# [PROMPT]
Write out every lettered answer choice that comes with the calculus question below, each with its letter.

# [SOURCE EXTRACT]
/---

Question

$f\left(x\right)=min\{\cos x,1-\sin x\},-\pi \le x\le \pi .$ Then which among the following options is/are correct

• A. $f\left(x\right)$ is not differentiable at $x=0$
• B. $f\left(x\right)$ is differentiable at $x=\frac{\pi }{2}$
• C. $f\left(x\right)$ is discontinuous at $x=0$
• D. $f\left(x\right)$ is continuous at $x=\frac{\pi }{2}$

Answer 1

Answer: (A), (D)

$f\left(x\right)$ is continuous at $x=\frac{\pi }{2}$

$f\left(x\right)=min\{\cos x,1-\sin x\},-\pi \le x\le \pi$



$\Rightarrow f\left(x\right)=$$\{\begin{array}{c}\cos x,-\pi \le x<0\\ 1-\sin x,0\le x<\frac{\pi }{2}\\ \cos x,\frac{\pi }{2}\le x\le \pi \end{array}$

Clearly, from the graph, $f\left(x\right)$ is continuous everywhere, but has sharp corners at the points where the definition changes i.e. at $x=0$ and $x=\frac{\pi }{2}$
$\therefore f\left(x\right)$ is not differentiable at $0$ and $\frac{\pi }{2}.$

\---

# [DATA SHOWN]
/---

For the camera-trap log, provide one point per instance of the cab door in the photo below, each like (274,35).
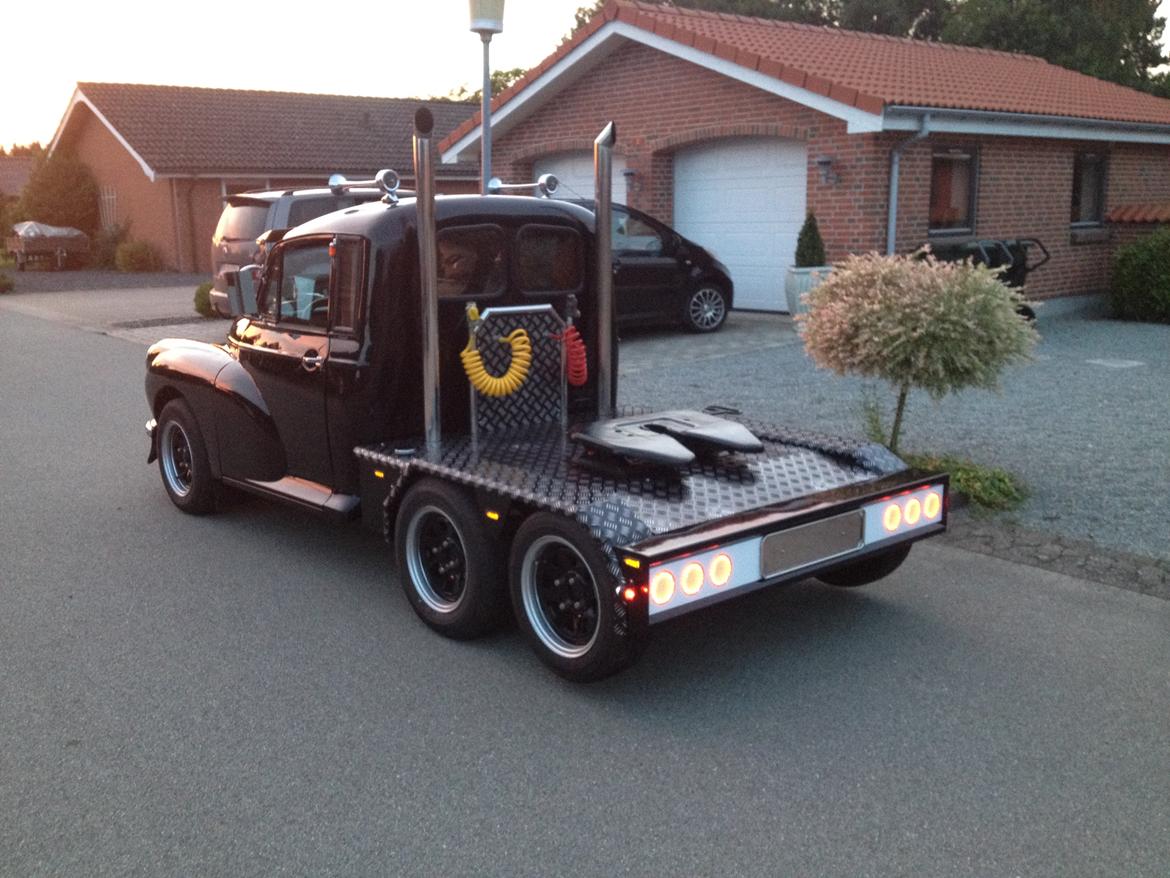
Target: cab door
(286,349)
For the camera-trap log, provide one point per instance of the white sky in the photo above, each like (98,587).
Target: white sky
(394,48)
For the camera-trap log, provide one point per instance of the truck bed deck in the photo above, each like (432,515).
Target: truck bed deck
(628,503)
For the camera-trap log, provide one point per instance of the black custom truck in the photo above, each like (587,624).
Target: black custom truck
(445,368)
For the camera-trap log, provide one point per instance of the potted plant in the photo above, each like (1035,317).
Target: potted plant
(810,267)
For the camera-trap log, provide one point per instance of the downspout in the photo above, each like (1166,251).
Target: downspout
(895,165)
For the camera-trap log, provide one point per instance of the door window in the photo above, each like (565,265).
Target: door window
(304,286)
(632,234)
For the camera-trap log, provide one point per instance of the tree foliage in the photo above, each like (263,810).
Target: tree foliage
(1115,40)
(915,322)
(61,192)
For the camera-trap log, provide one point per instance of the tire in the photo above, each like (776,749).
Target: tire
(448,568)
(571,625)
(183,460)
(707,308)
(862,573)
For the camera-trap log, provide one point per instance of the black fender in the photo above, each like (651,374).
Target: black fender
(241,437)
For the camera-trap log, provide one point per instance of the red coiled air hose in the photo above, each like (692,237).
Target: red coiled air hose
(576,361)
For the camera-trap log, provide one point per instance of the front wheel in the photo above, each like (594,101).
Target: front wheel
(447,566)
(563,595)
(707,308)
(183,459)
(867,570)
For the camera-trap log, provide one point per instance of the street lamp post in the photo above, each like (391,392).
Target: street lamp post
(487,19)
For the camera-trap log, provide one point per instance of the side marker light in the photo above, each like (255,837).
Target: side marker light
(692,578)
(933,505)
(721,570)
(662,587)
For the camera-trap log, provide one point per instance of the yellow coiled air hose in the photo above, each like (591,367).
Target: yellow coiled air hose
(510,381)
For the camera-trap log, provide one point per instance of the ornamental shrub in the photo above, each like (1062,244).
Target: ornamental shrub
(137,256)
(915,322)
(810,245)
(1141,280)
(61,191)
(204,300)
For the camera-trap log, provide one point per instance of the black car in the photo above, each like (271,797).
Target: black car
(663,278)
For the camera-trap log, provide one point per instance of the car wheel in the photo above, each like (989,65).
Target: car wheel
(862,573)
(706,308)
(447,566)
(183,460)
(563,595)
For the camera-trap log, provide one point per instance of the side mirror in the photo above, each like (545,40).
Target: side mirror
(241,290)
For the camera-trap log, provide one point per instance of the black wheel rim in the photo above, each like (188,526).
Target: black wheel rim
(177,468)
(561,596)
(436,560)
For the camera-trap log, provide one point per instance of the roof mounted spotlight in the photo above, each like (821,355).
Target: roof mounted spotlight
(387,182)
(545,184)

\---

# [WRITTEN REPLY]
A. f(x) is not differentiable at x = 0
B. f(x) is differentiable at x = π/2
C. f(x) is discontinuous at x = 0
D. f(x) is continuous at x = π/2